━━━━━ Study material
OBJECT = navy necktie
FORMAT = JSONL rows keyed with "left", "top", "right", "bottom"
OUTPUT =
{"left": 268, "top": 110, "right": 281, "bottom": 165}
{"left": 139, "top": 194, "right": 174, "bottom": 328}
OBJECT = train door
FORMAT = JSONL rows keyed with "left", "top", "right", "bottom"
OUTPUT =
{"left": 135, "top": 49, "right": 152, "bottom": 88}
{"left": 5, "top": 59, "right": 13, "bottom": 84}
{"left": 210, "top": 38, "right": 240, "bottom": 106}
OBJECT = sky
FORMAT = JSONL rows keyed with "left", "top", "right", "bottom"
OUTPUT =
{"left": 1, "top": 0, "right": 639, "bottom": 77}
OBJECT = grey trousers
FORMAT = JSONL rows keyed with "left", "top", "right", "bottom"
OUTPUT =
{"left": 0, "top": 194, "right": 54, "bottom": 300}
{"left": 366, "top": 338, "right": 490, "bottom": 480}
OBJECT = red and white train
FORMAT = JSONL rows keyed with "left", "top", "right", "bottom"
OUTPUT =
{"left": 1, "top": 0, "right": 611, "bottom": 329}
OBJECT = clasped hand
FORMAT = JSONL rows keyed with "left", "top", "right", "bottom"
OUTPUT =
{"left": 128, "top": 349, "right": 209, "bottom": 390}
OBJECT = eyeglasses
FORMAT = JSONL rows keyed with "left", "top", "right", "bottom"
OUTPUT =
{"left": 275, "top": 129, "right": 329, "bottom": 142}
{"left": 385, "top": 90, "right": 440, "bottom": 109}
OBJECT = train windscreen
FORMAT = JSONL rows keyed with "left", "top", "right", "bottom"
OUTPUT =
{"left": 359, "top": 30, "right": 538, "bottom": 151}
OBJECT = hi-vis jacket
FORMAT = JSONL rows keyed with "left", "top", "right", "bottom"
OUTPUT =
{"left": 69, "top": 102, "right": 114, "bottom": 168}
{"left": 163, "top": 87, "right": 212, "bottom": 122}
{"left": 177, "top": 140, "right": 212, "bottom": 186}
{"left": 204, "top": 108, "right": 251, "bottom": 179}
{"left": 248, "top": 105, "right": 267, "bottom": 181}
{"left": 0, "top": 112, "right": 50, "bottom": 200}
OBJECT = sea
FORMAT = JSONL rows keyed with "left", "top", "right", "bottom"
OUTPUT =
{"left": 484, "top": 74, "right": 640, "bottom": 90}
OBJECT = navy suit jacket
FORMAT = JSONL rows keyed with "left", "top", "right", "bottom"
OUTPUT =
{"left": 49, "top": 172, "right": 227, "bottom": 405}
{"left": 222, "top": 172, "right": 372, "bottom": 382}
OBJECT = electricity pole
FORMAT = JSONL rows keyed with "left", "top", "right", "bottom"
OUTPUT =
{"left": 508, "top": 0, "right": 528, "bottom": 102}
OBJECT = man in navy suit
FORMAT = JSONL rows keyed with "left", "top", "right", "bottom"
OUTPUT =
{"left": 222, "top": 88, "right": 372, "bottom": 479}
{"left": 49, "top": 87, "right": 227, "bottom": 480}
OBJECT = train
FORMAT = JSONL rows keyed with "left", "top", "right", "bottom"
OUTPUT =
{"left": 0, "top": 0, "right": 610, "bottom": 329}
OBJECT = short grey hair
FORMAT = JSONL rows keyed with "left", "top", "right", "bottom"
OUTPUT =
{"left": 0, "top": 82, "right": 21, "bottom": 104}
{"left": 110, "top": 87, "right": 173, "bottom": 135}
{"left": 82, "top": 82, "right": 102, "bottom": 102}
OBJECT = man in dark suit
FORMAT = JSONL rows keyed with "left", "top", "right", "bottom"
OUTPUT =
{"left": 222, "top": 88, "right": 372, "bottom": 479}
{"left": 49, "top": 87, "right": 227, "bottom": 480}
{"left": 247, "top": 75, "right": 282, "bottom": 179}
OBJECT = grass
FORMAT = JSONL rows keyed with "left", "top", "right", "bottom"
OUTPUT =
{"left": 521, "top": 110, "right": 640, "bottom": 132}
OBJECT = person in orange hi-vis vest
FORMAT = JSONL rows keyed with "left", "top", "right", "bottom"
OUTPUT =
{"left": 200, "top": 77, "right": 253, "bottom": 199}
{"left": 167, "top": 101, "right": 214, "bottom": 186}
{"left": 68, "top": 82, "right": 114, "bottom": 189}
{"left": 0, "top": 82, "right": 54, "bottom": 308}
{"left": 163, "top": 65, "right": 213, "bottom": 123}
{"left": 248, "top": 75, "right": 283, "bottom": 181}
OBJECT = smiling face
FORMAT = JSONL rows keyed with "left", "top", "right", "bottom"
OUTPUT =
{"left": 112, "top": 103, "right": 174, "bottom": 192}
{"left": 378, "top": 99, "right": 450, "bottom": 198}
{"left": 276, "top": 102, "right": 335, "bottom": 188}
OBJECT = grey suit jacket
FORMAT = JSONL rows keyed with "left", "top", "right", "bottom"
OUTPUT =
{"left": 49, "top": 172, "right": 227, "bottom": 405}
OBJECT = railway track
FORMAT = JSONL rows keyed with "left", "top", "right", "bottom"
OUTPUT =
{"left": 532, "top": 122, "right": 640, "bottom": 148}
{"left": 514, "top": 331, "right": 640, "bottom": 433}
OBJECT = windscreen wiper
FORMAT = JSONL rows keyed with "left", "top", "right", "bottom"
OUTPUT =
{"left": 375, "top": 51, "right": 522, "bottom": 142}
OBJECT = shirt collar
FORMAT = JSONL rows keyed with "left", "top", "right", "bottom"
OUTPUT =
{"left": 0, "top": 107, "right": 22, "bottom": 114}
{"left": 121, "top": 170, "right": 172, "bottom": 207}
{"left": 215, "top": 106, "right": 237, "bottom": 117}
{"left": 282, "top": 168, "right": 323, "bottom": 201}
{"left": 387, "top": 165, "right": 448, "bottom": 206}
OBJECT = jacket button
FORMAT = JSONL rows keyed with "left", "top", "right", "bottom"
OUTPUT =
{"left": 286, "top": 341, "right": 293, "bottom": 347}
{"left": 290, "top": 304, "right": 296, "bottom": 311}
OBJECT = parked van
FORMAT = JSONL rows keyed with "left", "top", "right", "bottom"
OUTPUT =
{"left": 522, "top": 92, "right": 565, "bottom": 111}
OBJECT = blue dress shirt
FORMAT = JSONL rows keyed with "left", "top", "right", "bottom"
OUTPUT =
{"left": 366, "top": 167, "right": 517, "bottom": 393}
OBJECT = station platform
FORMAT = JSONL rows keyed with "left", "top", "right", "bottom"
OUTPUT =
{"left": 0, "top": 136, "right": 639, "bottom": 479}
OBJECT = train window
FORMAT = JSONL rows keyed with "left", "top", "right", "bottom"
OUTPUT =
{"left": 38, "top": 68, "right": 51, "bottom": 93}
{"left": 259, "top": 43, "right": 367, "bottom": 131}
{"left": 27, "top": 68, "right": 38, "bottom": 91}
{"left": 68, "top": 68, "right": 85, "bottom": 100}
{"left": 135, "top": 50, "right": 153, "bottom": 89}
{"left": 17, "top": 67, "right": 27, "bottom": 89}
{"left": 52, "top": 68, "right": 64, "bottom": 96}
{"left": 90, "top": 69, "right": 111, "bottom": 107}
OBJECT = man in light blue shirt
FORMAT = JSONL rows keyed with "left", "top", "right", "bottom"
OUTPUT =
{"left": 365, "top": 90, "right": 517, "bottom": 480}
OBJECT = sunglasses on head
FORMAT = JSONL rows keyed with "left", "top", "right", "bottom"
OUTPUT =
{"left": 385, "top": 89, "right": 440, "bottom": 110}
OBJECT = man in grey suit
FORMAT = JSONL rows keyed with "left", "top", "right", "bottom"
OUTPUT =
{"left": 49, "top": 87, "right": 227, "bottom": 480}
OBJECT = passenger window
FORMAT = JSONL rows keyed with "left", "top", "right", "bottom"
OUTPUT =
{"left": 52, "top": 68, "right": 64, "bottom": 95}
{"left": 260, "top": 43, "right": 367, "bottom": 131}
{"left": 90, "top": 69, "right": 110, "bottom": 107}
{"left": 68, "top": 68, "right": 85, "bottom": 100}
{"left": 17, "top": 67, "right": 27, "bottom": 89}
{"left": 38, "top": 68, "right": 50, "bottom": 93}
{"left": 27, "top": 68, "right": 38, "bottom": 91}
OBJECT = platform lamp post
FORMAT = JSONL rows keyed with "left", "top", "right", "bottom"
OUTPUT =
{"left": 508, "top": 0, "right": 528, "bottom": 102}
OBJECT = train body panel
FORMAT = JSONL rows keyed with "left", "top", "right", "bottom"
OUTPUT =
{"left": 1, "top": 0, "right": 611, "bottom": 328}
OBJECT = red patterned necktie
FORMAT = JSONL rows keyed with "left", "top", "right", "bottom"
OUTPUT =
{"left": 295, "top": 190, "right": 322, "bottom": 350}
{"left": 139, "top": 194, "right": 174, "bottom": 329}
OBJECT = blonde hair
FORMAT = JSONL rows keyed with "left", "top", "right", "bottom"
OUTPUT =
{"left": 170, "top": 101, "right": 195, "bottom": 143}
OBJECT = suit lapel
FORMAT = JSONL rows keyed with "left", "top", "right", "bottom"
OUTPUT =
━━━━━━━━━━
» **Prompt**: Return each line from the records that includes the word "necktie".

» **Exercise answer**:
OBJECT = navy necktie
OBJECT = red patterned necktie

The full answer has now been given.